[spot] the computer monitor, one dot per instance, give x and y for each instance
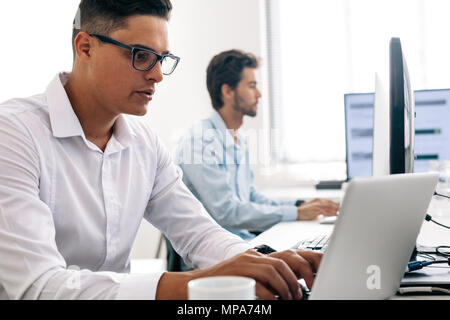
(393, 134)
(401, 111)
(432, 130)
(359, 134)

#### GIVEN EXERCISE:
Copy the lines above word for word, leaving out the pictures.

#### FULL RESPONSE:
[spot] the computer monitor, one dot per instance, give x and y for each instance
(393, 134)
(401, 111)
(432, 130)
(359, 134)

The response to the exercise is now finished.